Privatisation des entreprises publiques. Privatisations qui ont profité aux capitaux étrangers, surtout aux firmes multinationales à la recherche de placements rentables.
Dérégularisation du système bancaire : privatisation des banques publiques et perte de contrôle de la banque centrale sur les activités des banques privées.
Libération du commerce : suppression des barrières tarifaires et non tarifaires sur les importations laissant le champ libre aux firmes étrangères de concurrencer les entreprises locales.
Privatisation des terres au détriment des paysans pauvres et des petits exploitants. Cela a accéléré l’exode rural massif et la création de grands bidonvilles en Afrique, Asie et Amérique latine.
Toutes ces mesures, imposées aux pays du Sud par les institutions financières internationales pour couvrir les intérêts des banques et des gouvernements des pays du Nord, sont inspirées de l’idéologie néo-libérale illustrée par le consensus de Washington. Leur application a eu des effets socio-économiques dévastateurs dans tous les pays soumis à ces mesures, en Afrique, comme en Asie ou en Amérique latine.

Énoncé de la tâche: Reproduisez mot pour mot l'intégralité de l'extrait ci-dessus sur les mesures néolibérales imposées aux pays du Sud. Les entrées qui suivent sont sans rapport avec l'extrait.

Jeu d'entrées:
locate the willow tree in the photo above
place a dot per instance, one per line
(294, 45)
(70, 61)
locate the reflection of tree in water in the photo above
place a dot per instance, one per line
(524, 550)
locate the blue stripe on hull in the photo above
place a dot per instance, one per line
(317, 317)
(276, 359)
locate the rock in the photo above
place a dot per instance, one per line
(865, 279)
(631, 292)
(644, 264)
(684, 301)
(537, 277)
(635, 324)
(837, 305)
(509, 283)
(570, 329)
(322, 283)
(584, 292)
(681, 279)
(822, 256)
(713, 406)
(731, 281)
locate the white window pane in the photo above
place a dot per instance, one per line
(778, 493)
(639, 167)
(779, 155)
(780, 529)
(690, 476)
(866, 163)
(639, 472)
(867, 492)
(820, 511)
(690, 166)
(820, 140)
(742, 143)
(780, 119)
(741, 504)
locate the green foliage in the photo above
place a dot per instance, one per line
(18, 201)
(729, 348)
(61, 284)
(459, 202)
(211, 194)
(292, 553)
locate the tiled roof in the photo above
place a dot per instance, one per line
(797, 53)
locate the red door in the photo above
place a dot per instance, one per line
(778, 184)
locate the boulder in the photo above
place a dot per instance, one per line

Solution de l'exercice:
Privatisation des entreprises publiques. Privatisations qui ont profité aux capitaux étrangers, surtout aux firmes multinationales à la recherche de placements rentables.
Dérégularisation du système bancaire : privatisation des banques publiques et perte de contrôle de la banque centrale sur les activités des banques privées.
Libération du commerce : suppression des barrières tarifaires et non tarifaires sur les importations laissant le champ libre aux firmes étrangères de concurrencer les entreprises locales.
Privatisation des terres au détriment des paysans pauvres et des petits exploitants. Cela a accéléré l’exode rural massif et la création de grands bidonvilles en Afrique, Asie et Amérique latine.
Toutes ces mesures, imposées aux pays du Sud par les institutions financières internationales pour couvrir les intérêts des banques et des gouvernements des pays du Nord, sont inspirées de l’idéologie néo-libérale illustrée par le consensus de Washington. Leur application a eu des effets socio-économiques dévastateurs dans tous les pays soumis à ces mesures, en Afrique, comme en Asie ou en Amérique latine.